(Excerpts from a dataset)
###

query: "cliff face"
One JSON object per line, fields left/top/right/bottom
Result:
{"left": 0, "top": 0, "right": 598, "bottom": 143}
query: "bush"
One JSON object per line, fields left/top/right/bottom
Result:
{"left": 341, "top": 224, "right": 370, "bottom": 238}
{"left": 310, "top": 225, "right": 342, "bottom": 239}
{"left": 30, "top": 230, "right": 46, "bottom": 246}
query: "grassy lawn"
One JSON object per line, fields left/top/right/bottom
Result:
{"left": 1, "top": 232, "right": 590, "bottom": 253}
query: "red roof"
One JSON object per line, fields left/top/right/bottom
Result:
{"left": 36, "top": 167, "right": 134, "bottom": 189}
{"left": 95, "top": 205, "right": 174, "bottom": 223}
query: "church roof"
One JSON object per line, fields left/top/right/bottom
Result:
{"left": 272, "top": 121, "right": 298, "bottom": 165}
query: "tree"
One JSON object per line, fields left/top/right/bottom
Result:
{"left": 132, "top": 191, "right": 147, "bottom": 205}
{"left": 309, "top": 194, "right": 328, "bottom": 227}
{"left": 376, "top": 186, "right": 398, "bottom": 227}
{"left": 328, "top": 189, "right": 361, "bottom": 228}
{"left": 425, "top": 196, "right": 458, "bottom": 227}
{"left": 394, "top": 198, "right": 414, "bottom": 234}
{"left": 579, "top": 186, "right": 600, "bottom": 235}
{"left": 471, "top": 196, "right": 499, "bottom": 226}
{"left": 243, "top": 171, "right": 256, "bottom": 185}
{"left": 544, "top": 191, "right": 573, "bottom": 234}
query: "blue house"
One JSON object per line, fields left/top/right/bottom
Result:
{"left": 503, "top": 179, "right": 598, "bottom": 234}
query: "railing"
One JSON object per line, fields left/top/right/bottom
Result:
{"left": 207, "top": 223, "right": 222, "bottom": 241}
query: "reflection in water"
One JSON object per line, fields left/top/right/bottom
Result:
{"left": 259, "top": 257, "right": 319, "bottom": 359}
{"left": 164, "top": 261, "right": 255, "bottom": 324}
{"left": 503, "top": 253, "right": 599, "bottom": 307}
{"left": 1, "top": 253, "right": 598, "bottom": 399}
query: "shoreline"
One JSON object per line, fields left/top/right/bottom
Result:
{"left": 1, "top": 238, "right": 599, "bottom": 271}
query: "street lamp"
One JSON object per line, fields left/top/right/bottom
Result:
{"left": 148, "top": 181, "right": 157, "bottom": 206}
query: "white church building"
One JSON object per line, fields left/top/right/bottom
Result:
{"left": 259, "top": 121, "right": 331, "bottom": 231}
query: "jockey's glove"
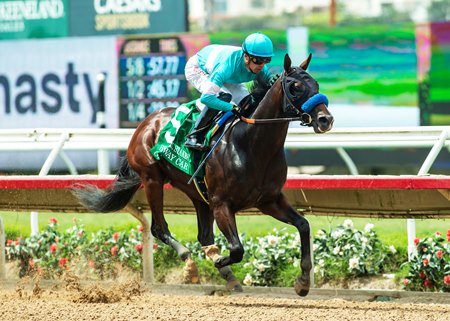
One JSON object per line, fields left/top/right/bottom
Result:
{"left": 231, "top": 105, "right": 242, "bottom": 116}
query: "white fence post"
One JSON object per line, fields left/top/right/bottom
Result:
{"left": 31, "top": 132, "right": 69, "bottom": 235}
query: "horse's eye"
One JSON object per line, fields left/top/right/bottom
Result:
{"left": 289, "top": 82, "right": 304, "bottom": 95}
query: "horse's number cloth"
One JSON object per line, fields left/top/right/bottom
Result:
{"left": 150, "top": 101, "right": 207, "bottom": 176}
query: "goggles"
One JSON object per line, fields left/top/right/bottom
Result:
{"left": 249, "top": 55, "right": 271, "bottom": 65}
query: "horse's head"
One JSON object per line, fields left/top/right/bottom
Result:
{"left": 281, "top": 54, "right": 334, "bottom": 133}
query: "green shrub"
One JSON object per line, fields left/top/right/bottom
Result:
{"left": 313, "top": 220, "right": 399, "bottom": 285}
{"left": 402, "top": 230, "right": 450, "bottom": 292}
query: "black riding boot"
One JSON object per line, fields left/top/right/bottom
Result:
{"left": 185, "top": 107, "right": 220, "bottom": 151}
{"left": 185, "top": 92, "right": 232, "bottom": 151}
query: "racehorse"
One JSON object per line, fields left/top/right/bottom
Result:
{"left": 74, "top": 54, "right": 334, "bottom": 296}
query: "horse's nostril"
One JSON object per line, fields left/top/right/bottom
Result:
{"left": 318, "top": 116, "right": 330, "bottom": 126}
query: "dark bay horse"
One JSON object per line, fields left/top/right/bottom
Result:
{"left": 74, "top": 54, "right": 333, "bottom": 296}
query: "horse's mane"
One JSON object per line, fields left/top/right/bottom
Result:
{"left": 243, "top": 73, "right": 280, "bottom": 115}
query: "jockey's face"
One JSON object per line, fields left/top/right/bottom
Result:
{"left": 244, "top": 53, "right": 270, "bottom": 74}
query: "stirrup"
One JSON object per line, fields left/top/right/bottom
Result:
{"left": 185, "top": 141, "right": 207, "bottom": 151}
{"left": 185, "top": 137, "right": 207, "bottom": 151}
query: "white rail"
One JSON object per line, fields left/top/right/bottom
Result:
{"left": 0, "top": 126, "right": 448, "bottom": 176}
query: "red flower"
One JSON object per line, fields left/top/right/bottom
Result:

###

→ INSTRUCTIONS TO FOLLOW
Which lines in the records above contain the string "jockey"? Copy them.

→ WRITTEN ANSWER
query: "jockey's glove"
query: "jockey's face"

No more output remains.